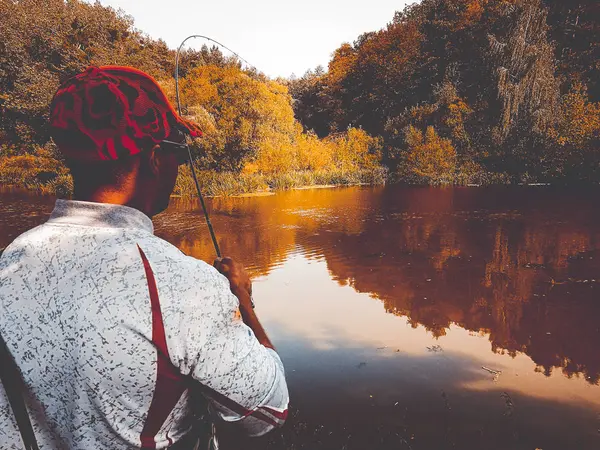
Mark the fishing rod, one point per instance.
(191, 159)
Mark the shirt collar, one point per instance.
(99, 215)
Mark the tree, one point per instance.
(431, 159)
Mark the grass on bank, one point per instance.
(47, 175)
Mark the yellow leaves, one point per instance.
(472, 13)
(580, 119)
(431, 158)
(356, 150)
(455, 120)
(249, 125)
(343, 61)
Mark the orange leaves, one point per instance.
(581, 119)
(431, 158)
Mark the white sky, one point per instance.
(278, 37)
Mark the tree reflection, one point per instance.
(524, 270)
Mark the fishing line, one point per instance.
(191, 160)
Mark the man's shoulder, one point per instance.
(165, 258)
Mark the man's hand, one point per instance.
(241, 287)
(239, 281)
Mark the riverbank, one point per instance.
(46, 175)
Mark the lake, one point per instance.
(413, 318)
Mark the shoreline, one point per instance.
(276, 191)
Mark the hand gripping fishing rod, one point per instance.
(191, 160)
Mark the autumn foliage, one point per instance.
(450, 91)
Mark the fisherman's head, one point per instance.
(118, 134)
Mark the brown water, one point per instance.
(464, 318)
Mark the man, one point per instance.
(117, 334)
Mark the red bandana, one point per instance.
(110, 112)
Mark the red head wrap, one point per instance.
(110, 112)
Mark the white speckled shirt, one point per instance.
(115, 332)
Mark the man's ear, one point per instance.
(153, 160)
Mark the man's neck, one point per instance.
(111, 196)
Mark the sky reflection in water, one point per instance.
(386, 303)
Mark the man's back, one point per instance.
(112, 328)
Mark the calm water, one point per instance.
(414, 318)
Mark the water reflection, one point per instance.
(386, 304)
(521, 265)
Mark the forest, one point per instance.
(449, 92)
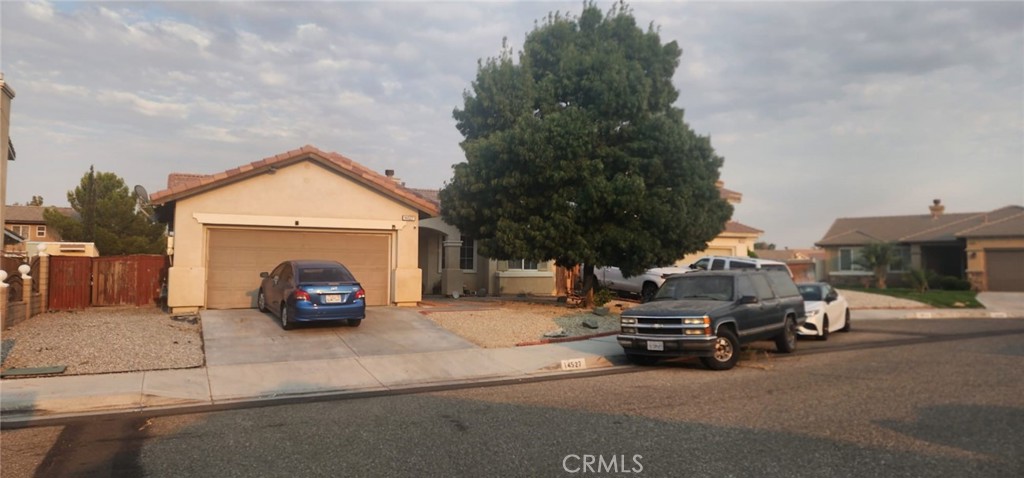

===============

#### WORK TO DO:
Resize the items between the line holding "Mark the tree reflection, one" and the end of the items, inclusive. Rewrite every line, not only the answers, multiply each coordinate in the answers by 2.2, round to whole numbers with halves rounded up, and leave the pictures out.

#### TASK ANSWER:
Mark the tree reflection, one point per instance.
(1153, 594)
Mark the fishing line, one point per instance.
(420, 352)
Mark the man's shoulder, one point per instance.
(363, 568)
Mark the man's hand, one point per instance.
(530, 631)
(526, 618)
Mark the riverbank, one point per instance.
(101, 385)
Mark the lake, one point per instance.
(909, 700)
Mark the shoreline, one point per instance.
(607, 420)
Mark the hand gripping fishing rod, one point per instance.
(420, 352)
Mark the autumn foliage, one point per instance.
(990, 200)
Mark the fisherman's head, one point per instance.
(260, 295)
Mark the brown water, one point per instance.
(1021, 700)
Mark the man, one point per instance.
(257, 735)
Mark the red bandana, one point per instance.
(242, 246)
Mark the red head wrap, one point per instance.
(242, 246)
Mark the white speckled shirt, one point per instance.
(253, 730)
Mark the man's ear, one point per instance.
(337, 352)
Mark the man's neck, one point per instance.
(244, 431)
Mark the sky reflection in water, one point per instance.
(849, 667)
Mark the man's back, one point per instance.
(246, 722)
Mark the calm water, one point per instance.
(911, 700)
Mark the water reflection, one point per instance.
(849, 669)
(1146, 583)
Mark the forest, one point per instance.
(988, 202)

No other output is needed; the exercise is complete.